• Stated task: In the pull request below, reproduce everything from "swanandx · 2026-05-01T09:18:55Z" down to "we configure )" word for word.

• Text:
[connectors] configure storage for datafusion instances used by connectors by swanandx · Pull Request #6170 · feldera/feldera

swanandx · 2026-05-01T09:18:55Z

see commit

Describe Manual Test Plan

Created big ( ~15M rows ) CDC Delta table and verified that delta connector cdc mode spillds to disk.

on main branch it uses over 8GB memory where as with this fix we use only about 2GB ( / around what we configure )

Verified there are datafusion session files on disk, if we configure pipeline with low memory we get:

Not enough memory to continue external sort. Consider increasing the memory limit, or decreasing sort_spill_reservation_bytes caused by Resources exhausted: Failed to allocate additional 64.0 MB for ExternalSorterMerge[0] with 0.0 B already allocated for this reservation - 5.7 MB remain available for the total pool

though this was same behavior prev ig, but now we log warning if allocated memory is too low like:

=WARN feldera_adapterlib::utils::datafusion:  DataFusion memory pool is 64 MB; sort-heavy ad-hoc queries (ORDER BY, EXCEPT, hash joins) need at least 256 MB (4 workers x 64 MB reservation per worker). Such queries may fail at first allocation with 'Resources exhausted'. Increase 'datafusion_memory_mb' or reduce 'workers'.

• Provided information:
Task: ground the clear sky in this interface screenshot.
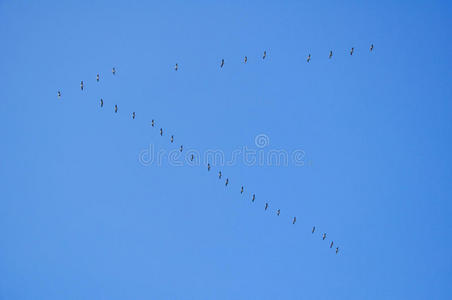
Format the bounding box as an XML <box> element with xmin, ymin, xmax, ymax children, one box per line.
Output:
<box><xmin>0</xmin><ymin>0</ymin><xmax>452</xmax><ymax>300</ymax></box>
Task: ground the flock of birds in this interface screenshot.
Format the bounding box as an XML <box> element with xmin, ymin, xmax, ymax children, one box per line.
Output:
<box><xmin>58</xmin><ymin>44</ymin><xmax>374</xmax><ymax>254</ymax></box>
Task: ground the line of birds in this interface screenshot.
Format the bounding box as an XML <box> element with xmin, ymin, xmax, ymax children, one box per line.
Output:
<box><xmin>174</xmin><ymin>44</ymin><xmax>374</xmax><ymax>71</ymax></box>
<box><xmin>58</xmin><ymin>51</ymin><xmax>356</xmax><ymax>254</ymax></box>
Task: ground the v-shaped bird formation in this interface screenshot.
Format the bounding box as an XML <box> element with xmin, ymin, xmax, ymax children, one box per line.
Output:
<box><xmin>57</xmin><ymin>44</ymin><xmax>374</xmax><ymax>254</ymax></box>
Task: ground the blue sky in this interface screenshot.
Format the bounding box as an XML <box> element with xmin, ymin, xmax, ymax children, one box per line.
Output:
<box><xmin>0</xmin><ymin>0</ymin><xmax>452</xmax><ymax>299</ymax></box>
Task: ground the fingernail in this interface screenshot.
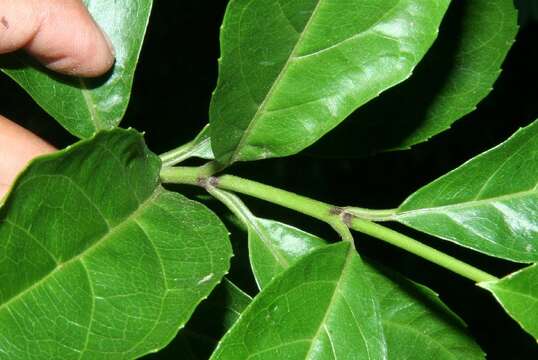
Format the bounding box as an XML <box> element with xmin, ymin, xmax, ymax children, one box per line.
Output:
<box><xmin>101</xmin><ymin>29</ymin><xmax>116</xmax><ymax>58</ymax></box>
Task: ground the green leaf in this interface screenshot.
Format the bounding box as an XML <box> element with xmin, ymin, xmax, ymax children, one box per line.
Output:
<box><xmin>0</xmin><ymin>0</ymin><xmax>153</xmax><ymax>138</ymax></box>
<box><xmin>367</xmin><ymin>265</ymin><xmax>485</xmax><ymax>360</ymax></box>
<box><xmin>0</xmin><ymin>130</ymin><xmax>231</xmax><ymax>359</ymax></box>
<box><xmin>226</xmin><ymin>200</ymin><xmax>484</xmax><ymax>360</ymax></box>
<box><xmin>393</xmin><ymin>121</ymin><xmax>538</xmax><ymax>262</ymax></box>
<box><xmin>248</xmin><ymin>217</ymin><xmax>327</xmax><ymax>290</ymax></box>
<box><xmin>210</xmin><ymin>189</ymin><xmax>327</xmax><ymax>290</ymax></box>
<box><xmin>211</xmin><ymin>242</ymin><xmax>386</xmax><ymax>360</ymax></box>
<box><xmin>478</xmin><ymin>264</ymin><xmax>538</xmax><ymax>341</ymax></box>
<box><xmin>312</xmin><ymin>0</ymin><xmax>518</xmax><ymax>157</ymax></box>
<box><xmin>161</xmin><ymin>125</ymin><xmax>215</xmax><ymax>167</ymax></box>
<box><xmin>151</xmin><ymin>278</ymin><xmax>252</xmax><ymax>360</ymax></box>
<box><xmin>210</xmin><ymin>0</ymin><xmax>449</xmax><ymax>163</ymax></box>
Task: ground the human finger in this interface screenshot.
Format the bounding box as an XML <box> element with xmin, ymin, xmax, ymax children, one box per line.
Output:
<box><xmin>0</xmin><ymin>0</ymin><xmax>114</xmax><ymax>77</ymax></box>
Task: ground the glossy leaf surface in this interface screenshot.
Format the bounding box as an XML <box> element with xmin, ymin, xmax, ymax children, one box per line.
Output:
<box><xmin>0</xmin><ymin>130</ymin><xmax>231</xmax><ymax>359</ymax></box>
<box><xmin>312</xmin><ymin>0</ymin><xmax>518</xmax><ymax>157</ymax></box>
<box><xmin>210</xmin><ymin>0</ymin><xmax>449</xmax><ymax>163</ymax></box>
<box><xmin>0</xmin><ymin>0</ymin><xmax>153</xmax><ymax>138</ymax></box>
<box><xmin>479</xmin><ymin>264</ymin><xmax>538</xmax><ymax>341</ymax></box>
<box><xmin>241</xmin><ymin>212</ymin><xmax>484</xmax><ymax>360</ymax></box>
<box><xmin>394</xmin><ymin>121</ymin><xmax>538</xmax><ymax>262</ymax></box>
<box><xmin>367</xmin><ymin>265</ymin><xmax>485</xmax><ymax>360</ymax></box>
<box><xmin>248</xmin><ymin>218</ymin><xmax>326</xmax><ymax>289</ymax></box>
<box><xmin>161</xmin><ymin>125</ymin><xmax>214</xmax><ymax>167</ymax></box>
<box><xmin>211</xmin><ymin>243</ymin><xmax>386</xmax><ymax>360</ymax></box>
<box><xmin>154</xmin><ymin>278</ymin><xmax>252</xmax><ymax>360</ymax></box>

• Solved exercise:
swanandx · 2026-05-01T09:18:55Z

see commit

Describe Manual Test Plan

Created big ( ~15M rows ) CDC Delta table and verified that delta connector cdc mode spillds to disk.

on main branch it uses over 8GB memory where as with this fix we use only about 2GB ( / around what we configure )